- Required work:
Copy every line of the material below word for word, leaving nothing out and changing nothing.

BEGIN Provided material

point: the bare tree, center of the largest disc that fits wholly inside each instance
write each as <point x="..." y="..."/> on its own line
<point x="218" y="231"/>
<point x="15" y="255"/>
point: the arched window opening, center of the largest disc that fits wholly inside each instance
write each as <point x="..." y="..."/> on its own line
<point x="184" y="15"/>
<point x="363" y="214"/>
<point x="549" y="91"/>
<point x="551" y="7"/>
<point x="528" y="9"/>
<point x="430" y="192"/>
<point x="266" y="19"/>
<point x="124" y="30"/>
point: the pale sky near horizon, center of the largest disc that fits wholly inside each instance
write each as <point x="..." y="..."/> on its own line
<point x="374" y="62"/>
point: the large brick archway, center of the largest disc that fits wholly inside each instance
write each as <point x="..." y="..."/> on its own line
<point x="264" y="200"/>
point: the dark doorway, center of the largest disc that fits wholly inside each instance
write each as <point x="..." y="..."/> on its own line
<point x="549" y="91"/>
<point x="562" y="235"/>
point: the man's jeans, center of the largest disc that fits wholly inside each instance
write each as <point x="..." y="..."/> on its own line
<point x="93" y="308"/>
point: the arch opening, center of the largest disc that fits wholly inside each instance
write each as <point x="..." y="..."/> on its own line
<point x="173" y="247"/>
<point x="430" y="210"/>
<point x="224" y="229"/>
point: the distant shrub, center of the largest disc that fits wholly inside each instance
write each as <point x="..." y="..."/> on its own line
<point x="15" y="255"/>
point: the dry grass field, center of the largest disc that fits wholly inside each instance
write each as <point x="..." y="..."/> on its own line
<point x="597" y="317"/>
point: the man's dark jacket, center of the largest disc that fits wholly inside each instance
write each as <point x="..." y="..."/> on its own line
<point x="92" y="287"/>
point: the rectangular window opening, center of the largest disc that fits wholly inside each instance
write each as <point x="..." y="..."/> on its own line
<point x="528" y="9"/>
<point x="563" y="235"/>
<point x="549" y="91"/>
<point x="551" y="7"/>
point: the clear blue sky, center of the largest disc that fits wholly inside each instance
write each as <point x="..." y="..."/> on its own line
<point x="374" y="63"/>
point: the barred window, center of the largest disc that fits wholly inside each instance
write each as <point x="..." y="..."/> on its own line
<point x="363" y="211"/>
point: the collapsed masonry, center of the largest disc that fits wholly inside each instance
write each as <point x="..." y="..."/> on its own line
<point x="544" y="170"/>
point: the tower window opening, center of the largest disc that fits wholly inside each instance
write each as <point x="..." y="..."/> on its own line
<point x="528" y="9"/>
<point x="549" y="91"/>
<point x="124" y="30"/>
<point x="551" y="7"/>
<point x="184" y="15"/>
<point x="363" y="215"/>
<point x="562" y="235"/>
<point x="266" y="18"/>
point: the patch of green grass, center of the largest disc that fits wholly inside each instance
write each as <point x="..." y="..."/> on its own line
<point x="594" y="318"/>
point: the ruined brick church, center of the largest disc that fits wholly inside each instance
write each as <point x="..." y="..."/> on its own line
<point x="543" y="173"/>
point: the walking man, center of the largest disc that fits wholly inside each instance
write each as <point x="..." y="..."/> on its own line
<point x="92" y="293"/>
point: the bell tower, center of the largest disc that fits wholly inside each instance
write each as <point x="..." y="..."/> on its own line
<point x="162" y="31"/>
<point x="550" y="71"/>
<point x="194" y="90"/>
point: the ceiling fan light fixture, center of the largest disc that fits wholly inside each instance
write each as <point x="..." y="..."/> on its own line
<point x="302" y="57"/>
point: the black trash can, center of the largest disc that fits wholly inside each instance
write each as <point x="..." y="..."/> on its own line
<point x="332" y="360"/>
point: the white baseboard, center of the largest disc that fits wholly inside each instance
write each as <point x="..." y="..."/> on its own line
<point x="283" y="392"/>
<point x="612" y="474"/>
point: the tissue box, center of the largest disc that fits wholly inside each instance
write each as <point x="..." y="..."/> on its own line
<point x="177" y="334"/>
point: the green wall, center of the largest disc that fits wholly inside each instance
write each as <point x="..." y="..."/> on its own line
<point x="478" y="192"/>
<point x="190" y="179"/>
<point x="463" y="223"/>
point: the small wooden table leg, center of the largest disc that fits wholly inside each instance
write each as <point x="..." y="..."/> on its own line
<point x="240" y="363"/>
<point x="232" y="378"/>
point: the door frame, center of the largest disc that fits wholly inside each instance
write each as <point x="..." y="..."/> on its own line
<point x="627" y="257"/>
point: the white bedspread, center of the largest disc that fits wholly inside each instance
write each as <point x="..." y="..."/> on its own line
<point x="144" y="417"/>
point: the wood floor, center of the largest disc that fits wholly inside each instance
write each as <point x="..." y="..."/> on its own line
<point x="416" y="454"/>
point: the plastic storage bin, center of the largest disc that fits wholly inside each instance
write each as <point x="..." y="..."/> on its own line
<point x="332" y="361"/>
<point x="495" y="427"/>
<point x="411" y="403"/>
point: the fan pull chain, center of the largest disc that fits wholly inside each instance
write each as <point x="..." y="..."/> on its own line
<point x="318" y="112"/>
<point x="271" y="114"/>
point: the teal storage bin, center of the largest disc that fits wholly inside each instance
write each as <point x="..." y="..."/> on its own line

END Provided material

- Answer to the problem:
point: the bare tree, center of the largest disc that fits wholly inside each instance
write each as <point x="..." y="..."/> on its own line
<point x="218" y="231"/>
<point x="15" y="255"/>
point: the arched window opening, center of the largest disc that fits wholly inside each instance
write each as <point x="..." y="..."/> on its own line
<point x="184" y="15"/>
<point x="363" y="214"/>
<point x="549" y="91"/>
<point x="551" y="7"/>
<point x="528" y="9"/>
<point x="430" y="192"/>
<point x="266" y="19"/>
<point x="124" y="30"/>
point: the pale sky near horizon, center of the largest disc that fits wholly inside each instance
write each as <point x="..." y="..."/> on its own line
<point x="374" y="62"/>
point: the large brick archway, center of the largest disc that fits wholly inside each instance
write each as <point x="..." y="..."/> on its own line
<point x="264" y="200"/>
point: the dark doorway, center of the largest disc that fits wholly inside each instance
write each as <point x="..." y="..."/> on its own line
<point x="549" y="91"/>
<point x="562" y="235"/>
point: the man's jeans, center of the largest disc that fits wholly inside each instance
write each as <point x="..." y="..."/> on its own line
<point x="93" y="308"/>
point: the arch opening, center of the largest disc that fits wholly inside each instance
write each as <point x="..." y="..."/> on its own line
<point x="173" y="247"/>
<point x="430" y="210"/>
<point x="224" y="229"/>
point: the distant shrub, center of the largest disc that fits wholly inside each instance
write each as <point x="..." y="..."/> on its own line
<point x="15" y="255"/>
point: the dry grass field, center of the largest disc that fits wholly inside each instance
write each as <point x="..." y="..."/> on its own line
<point x="597" y="317"/>
point: the man's dark jacket, center of the largest disc that fits wholly inside each instance
write each as <point x="..." y="..."/> on its own line
<point x="92" y="287"/>
point: the rectangular window opening, center of the largest disc that fits wholly inside each instance
write each as <point x="..." y="..."/> on its own line
<point x="528" y="9"/>
<point x="563" y="235"/>
<point x="549" y="91"/>
<point x="551" y="7"/>
point: the clear blue sky, center of the largest disc that fits wholly inside each instance
write each as <point x="..." y="..."/> on its own line
<point x="374" y="63"/>
point: the barred window, center of the largest disc that fits wholly inside each instance
write each as <point x="..." y="..."/> on its own line
<point x="363" y="211"/>
point: the collapsed masonry, center of the largest disc that fits wholly inside each instance
write each as <point x="..." y="..."/> on its own line
<point x="544" y="170"/>
point: the tower window opening, center of the largest disc that fits wholly inside each instance
write each as <point x="..." y="..."/> on its own line
<point x="528" y="9"/>
<point x="549" y="91"/>
<point x="124" y="30"/>
<point x="551" y="7"/>
<point x="184" y="15"/>
<point x="363" y="215"/>
<point x="562" y="235"/>
<point x="266" y="18"/>
point: the patch of green grass, center of the largest disc that fits wholly inside each instance
write each as <point x="..." y="..."/> on its own line
<point x="594" y="318"/>
point: the ruined brick church, center of the largest disc that fits wholly inside each instance
write each as <point x="..." y="..."/> on its own line
<point x="543" y="173"/>
point: the walking man, center of the largest disc that fits wholly inside each instance
write each as <point x="..." y="..."/> on its own line
<point x="92" y="293"/>
point: the bell tower, center of the largest disc that fits wholly inside each instance
write each as <point x="..." y="..."/> on its own line
<point x="162" y="31"/>
<point x="550" y="71"/>
<point x="194" y="90"/>
point: the ceiling fan light fixture, center of the largest disc that fits wholly inside each instance
write each as <point x="..." y="..."/> on its own line
<point x="302" y="57"/>
point: the black trash can, center of the largest disc that fits wholly inside each instance
write each as <point x="..." y="..."/> on its own line
<point x="332" y="360"/>
point: the white baseboard, center of the largest disc that fits wholly inside each instance
write each as <point x="..." y="..."/> on its own line
<point x="283" y="392"/>
<point x="612" y="474"/>
point: the tissue box, center of the largest disc that fits wholly inside each instance
write each as <point x="..." y="..."/> on its own line
<point x="177" y="334"/>
point: the green wall, center of the largest disc that fits wholly inside each instance
write each as <point x="..." y="..."/> on its own line
<point x="478" y="192"/>
<point x="190" y="179"/>
<point x="463" y="223"/>
point: the small wooden table leg, center of the largest disc that fits wholly inside each instance
write each as <point x="..." y="..."/> on its own line
<point x="240" y="363"/>
<point x="232" y="378"/>
point: the door frame, center of the largest disc that fits wholly inside each instance
write each as <point x="..." y="..."/> on its own line
<point x="627" y="257"/>
point: the white bedspread, center of the largest disc that fits wholly inside each instance
write each as <point x="..." y="..."/> on its own line
<point x="144" y="417"/>
point: the wood floor, center of the largest disc that fits wholly inside each instance
write each as <point x="..." y="..."/> on its own line
<point x="416" y="454"/>
point: the plastic storage bin, center of the largest disc that fits wholly inside each instance
write each as <point x="..." y="..."/> on its own line
<point x="332" y="361"/>
<point x="495" y="427"/>
<point x="411" y="403"/>
point: the fan pull chain, center of the largest disc that fits wholly inside each instance
write each as <point x="..." y="..."/> on its own line
<point x="318" y="112"/>
<point x="271" y="114"/>
point: the teal storage bin, center of the largest disc that fits wholly inside each instance
write each as <point x="..." y="..."/> on its own line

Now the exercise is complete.